==== Provided material ====

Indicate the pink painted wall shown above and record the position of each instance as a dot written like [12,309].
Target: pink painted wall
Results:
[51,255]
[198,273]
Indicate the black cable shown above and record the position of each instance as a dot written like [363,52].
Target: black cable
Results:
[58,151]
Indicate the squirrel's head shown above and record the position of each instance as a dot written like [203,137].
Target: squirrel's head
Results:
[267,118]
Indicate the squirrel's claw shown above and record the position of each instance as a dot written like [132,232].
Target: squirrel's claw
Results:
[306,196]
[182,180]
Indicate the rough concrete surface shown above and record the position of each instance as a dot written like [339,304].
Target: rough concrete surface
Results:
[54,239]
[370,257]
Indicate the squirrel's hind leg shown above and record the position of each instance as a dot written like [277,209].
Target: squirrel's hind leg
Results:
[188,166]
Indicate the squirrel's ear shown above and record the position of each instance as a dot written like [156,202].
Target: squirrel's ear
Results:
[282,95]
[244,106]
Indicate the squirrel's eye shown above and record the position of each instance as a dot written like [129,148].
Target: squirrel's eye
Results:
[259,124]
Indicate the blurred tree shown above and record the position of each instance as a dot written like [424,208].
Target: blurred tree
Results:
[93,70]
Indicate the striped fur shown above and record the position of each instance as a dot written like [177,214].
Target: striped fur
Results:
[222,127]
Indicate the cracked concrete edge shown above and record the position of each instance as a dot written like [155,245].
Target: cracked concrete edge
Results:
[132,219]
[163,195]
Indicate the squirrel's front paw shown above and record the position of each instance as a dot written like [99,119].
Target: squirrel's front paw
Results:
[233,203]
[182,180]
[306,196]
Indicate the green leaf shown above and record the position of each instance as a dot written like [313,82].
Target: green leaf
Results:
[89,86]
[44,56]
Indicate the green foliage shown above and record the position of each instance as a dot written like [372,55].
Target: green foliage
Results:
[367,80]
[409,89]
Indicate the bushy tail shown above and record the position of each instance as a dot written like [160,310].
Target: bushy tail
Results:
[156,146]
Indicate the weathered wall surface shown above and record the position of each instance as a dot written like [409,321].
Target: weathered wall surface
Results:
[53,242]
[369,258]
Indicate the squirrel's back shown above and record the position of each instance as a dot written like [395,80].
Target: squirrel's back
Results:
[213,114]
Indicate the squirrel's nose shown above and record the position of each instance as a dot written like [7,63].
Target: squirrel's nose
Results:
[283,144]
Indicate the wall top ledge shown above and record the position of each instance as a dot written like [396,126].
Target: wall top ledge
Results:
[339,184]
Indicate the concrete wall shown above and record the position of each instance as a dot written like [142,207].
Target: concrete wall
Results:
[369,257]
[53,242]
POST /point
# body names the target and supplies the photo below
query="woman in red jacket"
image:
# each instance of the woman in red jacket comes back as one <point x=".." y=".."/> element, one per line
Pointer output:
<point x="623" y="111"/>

====
==== Provided material ====

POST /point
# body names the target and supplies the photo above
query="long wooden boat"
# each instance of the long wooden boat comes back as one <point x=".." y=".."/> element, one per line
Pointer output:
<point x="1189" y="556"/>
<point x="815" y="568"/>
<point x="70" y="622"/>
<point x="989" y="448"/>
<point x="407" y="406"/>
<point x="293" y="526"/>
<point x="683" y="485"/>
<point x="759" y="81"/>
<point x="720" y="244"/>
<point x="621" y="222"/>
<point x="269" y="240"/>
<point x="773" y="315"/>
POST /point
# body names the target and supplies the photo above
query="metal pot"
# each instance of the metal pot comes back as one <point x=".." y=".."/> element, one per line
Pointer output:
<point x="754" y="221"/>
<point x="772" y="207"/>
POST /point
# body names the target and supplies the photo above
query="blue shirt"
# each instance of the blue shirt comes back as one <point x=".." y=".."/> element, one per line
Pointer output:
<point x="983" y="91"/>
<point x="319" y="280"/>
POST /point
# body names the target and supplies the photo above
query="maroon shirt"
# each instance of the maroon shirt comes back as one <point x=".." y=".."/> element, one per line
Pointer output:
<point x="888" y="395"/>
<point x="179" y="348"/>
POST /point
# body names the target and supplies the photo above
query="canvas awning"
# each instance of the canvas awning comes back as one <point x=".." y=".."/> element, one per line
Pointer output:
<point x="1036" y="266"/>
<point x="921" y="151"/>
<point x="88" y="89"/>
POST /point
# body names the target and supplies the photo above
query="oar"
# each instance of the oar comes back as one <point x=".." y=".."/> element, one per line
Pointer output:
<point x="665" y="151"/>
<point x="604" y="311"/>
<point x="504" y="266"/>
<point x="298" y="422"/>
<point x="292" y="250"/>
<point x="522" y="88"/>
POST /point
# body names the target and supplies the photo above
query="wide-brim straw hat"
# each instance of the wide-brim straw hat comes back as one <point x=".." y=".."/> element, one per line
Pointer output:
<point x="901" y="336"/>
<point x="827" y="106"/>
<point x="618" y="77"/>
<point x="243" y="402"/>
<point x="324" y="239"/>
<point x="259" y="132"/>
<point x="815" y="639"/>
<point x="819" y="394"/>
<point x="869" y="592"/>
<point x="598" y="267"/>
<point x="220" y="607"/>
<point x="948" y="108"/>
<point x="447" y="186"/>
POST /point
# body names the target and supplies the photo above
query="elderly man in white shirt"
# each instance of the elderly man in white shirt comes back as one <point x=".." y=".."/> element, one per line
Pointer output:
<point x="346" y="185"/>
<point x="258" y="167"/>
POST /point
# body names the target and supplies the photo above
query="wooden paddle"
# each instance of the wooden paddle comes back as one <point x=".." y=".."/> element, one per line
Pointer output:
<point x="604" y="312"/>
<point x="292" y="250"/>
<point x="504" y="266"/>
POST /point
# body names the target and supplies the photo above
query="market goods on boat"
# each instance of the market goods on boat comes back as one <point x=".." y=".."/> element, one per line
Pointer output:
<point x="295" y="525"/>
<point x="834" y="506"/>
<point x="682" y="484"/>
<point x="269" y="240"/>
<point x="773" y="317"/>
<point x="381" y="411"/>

====

- _Problem statement_
From the records above, extract exactly and only the lines that begin at the line with "Indicate the cracked" and stop after the line with "Indicate the concrete".

- _Completed exercise_
Indicate the cracked concrete edge shown above and record the position of each instance as a dot written like [155,245].
Target: cracked concrete edge
Results:
[132,219]
[163,195]
Indicate the squirrel's front paw shown above and record the position of each instance as a dot written like [99,119].
Target: squirrel's front paw
Results:
[233,203]
[182,180]
[306,196]
Indicate the green leaf shown above and record the position of each instance as a dot written like [313,82].
Target: green leaf
Results:
[89,86]
[44,56]
Indicate the green foliage shown above and record the position of each instance as a dot written like [372,55].
Target: green foliage
Results:
[367,80]
[409,89]
Indicate the bushy tail shown above and record the position of each instance as a dot written like [160,310].
Target: bushy tail
Results:
[156,146]
Indicate the weathered wall surface shown above and record the position of each instance as a dot written like [409,321].
Target: weathered wall surface
Results:
[53,242]
[369,258]
Indicate the squirrel's back shown above and record the position of each instance as a dot written like [395,80].
Target: squirrel's back
Results:
[213,114]
Indicate the squirrel's nose shown above and record the position of each instance as a dot written like [7,63].
Target: squirrel's nose
Results:
[283,144]
Indicate the wall top ledge shown above and record the position of each instance as a dot written like [396,126].
Target: wall top ledge
Results:
[339,184]
Indicate the concrete wall shown above and record the position of each instance as a dot written like [142,207].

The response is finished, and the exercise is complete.